* Stated problem 1
List every person the book summary names as someone whose view on the causal nature of the macro and quantum world the book sides with.
* Stated problem 2
Answer these questions from the book summary:
(a) Which psychological defense mechanism does the author associate with free will belief?
(b) What kind of argument for causality does the book present?
(c) Who fears the climate change crisis poses a serious threat to civilization?
* Stated problem 3
Reproduce the book summary word for word from "The book focuses" to "and quantum world.".

* Source document
<<<<
The book focuses exclusively on the physical refutation of the free will construct, concurrently addressing claims that because we are human, our choices are somehow exempt from physical law. It also delves deeply into quantum mechanical principles and phenomena relevant to the free will question, siding with Einstein, Bohm, Hawking, Krauss and others regarding the causal nature of both the macro and quantum world.
The refutations presented hopefully describe the physical evidence against free will with sufficient strength and clarity to win over more hitherto agnostic minds than have earlier attempts by other authors. The book's original contributions to the literature on human agency are that it presents an a priori argument for the causality that refutes free will, and that it not only challenges recent published warnings of dangerous repercussions from abandoning belief in free will, it presents a convincing argument for humanity evolving beyond a notion of free choice that seems the catalyst for more harm than good. The author presents evidence associating the psychological defense mechanism known as "denial" with free will belief, and proposes that a belief in human autonomy's correlate of fundamental moral responsibility amplifies the widespread denial of the existence and anthropogenic origin of a climate change crisis that, unless successfully mitigated, many prominent scientists fear poses a serious threat to the civilization we know.
The hard physical evidence prohibiting free will, and the arguments suggesting a serious downside to maintaining the belief, will hopefully inspire a long-overdue exploration of the implications of acknowledging that we live in a world in which we, as humans, have fundamentally no control. Such an investigation is clearly akin to our formulating a categorically new, and distinctly evolved, understanding of who we are, and of what our essential collective experience is, as a human species.
>>>>
Excerpts of location labeling data
<<<<
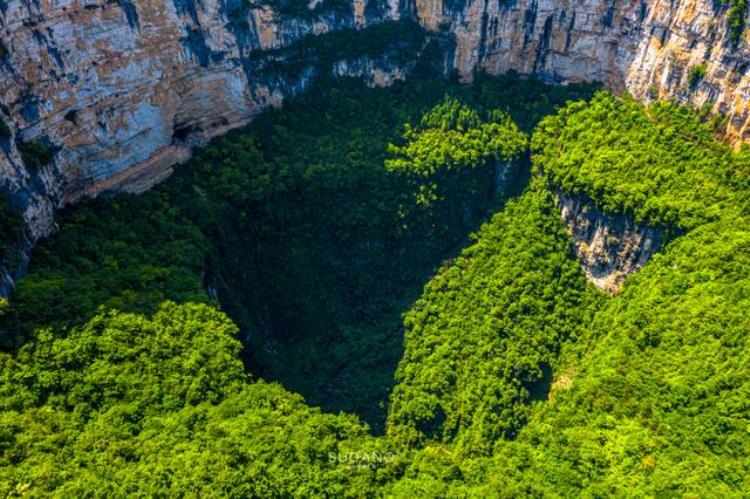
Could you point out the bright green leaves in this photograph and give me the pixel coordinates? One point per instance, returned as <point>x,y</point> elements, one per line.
<point>658,165</point>
<point>450,138</point>
<point>485,330</point>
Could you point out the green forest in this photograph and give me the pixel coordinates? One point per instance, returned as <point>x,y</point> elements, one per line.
<point>370,292</point>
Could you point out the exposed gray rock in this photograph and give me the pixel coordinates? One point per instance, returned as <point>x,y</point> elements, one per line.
<point>609,247</point>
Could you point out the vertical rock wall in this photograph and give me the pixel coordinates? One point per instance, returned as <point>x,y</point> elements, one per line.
<point>123,89</point>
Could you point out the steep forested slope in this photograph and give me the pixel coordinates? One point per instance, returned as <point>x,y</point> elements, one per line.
<point>652,397</point>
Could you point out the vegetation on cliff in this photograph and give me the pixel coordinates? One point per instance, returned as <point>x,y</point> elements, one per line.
<point>125,373</point>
>>>>
* Exercise result 1
Einstein, Bohm, Hawking, Krauss

* Exercise result 2
(a) Denial
(b) An a priori argument
(c) Many prominent scientists

* Exercise result 3
The book focuses exclusively on the physical refutation of the free will construct, concurrently addressing claims that because we are human, our choices are somehow exempt from physical law. It also delves deeply into quantum mechanical principles and phenomena relevant to the free will question, siding with Einstein, Bohm, Hawking, Krauss and others regarding the causal nature of both the macro and quantum world.